Saved entries
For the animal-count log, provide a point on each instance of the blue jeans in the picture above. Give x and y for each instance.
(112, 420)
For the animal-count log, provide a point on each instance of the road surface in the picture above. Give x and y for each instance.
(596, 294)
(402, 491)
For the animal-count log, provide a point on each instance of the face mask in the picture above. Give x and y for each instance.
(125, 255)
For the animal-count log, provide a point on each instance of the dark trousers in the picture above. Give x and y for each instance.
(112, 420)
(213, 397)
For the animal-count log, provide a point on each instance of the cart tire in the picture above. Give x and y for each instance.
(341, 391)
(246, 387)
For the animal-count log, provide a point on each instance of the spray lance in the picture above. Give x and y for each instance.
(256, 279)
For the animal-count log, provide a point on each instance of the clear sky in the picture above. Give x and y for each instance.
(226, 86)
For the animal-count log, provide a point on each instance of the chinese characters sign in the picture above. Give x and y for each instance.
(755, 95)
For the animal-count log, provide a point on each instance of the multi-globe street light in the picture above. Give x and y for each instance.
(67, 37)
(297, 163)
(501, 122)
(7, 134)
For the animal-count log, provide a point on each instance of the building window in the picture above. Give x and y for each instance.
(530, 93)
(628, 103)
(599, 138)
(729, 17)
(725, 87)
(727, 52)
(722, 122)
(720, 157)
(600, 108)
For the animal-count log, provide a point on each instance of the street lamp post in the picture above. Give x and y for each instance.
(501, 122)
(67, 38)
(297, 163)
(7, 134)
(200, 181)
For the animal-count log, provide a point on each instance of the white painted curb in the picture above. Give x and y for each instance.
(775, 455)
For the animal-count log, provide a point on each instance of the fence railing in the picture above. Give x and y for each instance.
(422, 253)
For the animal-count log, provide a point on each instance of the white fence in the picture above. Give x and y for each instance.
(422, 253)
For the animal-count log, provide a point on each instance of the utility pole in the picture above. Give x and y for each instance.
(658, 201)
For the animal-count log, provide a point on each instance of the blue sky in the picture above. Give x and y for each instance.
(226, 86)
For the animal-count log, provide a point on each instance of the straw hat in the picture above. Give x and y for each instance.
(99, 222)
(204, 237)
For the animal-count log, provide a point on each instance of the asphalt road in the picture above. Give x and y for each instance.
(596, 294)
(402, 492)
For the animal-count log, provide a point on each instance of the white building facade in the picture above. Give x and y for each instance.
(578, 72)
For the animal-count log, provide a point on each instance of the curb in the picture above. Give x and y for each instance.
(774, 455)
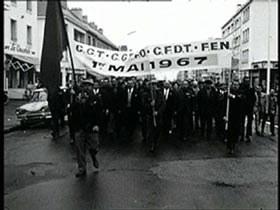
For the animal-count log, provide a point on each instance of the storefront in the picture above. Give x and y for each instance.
(19, 72)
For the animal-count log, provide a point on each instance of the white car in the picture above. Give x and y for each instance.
(36, 110)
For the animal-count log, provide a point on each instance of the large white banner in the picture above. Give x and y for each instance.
(154, 59)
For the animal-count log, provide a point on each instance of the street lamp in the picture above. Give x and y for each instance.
(268, 57)
(126, 36)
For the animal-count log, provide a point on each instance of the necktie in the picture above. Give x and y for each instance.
(129, 97)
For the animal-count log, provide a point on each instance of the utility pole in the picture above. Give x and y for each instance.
(268, 58)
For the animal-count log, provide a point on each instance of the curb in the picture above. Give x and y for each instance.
(14, 128)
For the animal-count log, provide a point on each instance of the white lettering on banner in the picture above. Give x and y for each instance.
(152, 59)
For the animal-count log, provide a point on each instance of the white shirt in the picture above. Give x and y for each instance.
(166, 93)
(130, 91)
(95, 91)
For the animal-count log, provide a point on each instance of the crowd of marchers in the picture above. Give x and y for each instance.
(115, 107)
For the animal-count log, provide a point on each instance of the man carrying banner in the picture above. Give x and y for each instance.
(154, 115)
(234, 116)
(86, 126)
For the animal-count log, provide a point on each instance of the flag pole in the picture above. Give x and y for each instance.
(227, 108)
(68, 45)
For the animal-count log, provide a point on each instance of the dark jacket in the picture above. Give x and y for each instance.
(207, 102)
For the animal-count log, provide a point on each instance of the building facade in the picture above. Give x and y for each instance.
(20, 46)
(248, 31)
(78, 29)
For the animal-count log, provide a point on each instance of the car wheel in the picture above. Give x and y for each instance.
(23, 124)
(47, 122)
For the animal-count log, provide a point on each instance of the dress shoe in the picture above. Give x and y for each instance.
(248, 139)
(72, 142)
(152, 149)
(231, 152)
(95, 162)
(81, 173)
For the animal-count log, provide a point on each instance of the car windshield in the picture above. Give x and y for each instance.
(39, 96)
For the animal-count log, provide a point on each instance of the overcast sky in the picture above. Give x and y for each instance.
(139, 24)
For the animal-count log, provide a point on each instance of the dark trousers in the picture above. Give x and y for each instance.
(54, 122)
(196, 120)
(249, 116)
(153, 132)
(206, 124)
(184, 124)
(232, 134)
(220, 126)
(71, 125)
(272, 122)
(166, 122)
(144, 125)
(86, 141)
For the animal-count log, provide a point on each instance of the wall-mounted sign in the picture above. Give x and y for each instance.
(154, 59)
(16, 49)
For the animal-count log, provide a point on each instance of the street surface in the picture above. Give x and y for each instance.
(40, 174)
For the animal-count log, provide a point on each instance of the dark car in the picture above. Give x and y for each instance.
(36, 110)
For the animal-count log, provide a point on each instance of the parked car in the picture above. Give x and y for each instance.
(36, 110)
(6, 98)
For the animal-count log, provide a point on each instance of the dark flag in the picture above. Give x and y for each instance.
(55, 42)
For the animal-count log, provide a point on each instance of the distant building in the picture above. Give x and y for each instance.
(20, 46)
(78, 29)
(247, 30)
(123, 48)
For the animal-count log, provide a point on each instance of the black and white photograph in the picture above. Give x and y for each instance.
(140, 104)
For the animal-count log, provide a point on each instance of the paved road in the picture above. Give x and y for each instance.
(39, 174)
(10, 119)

◆ **WORK INSTRUCTION**
Please write out the lines that run from the one with "of the black" to the end of the records, both included, exactly as they appear.

◆ **OUTPUT OF THE EXERCISE**
For the animal-count log, provide a point on each instance of the black and white photograph in the picture above. Give x and y for each instance.
(140, 104)
For the animal-count log, provide a point on each instance of the paved road in the picture above. Give x and y for each instance.
(39, 174)
(10, 119)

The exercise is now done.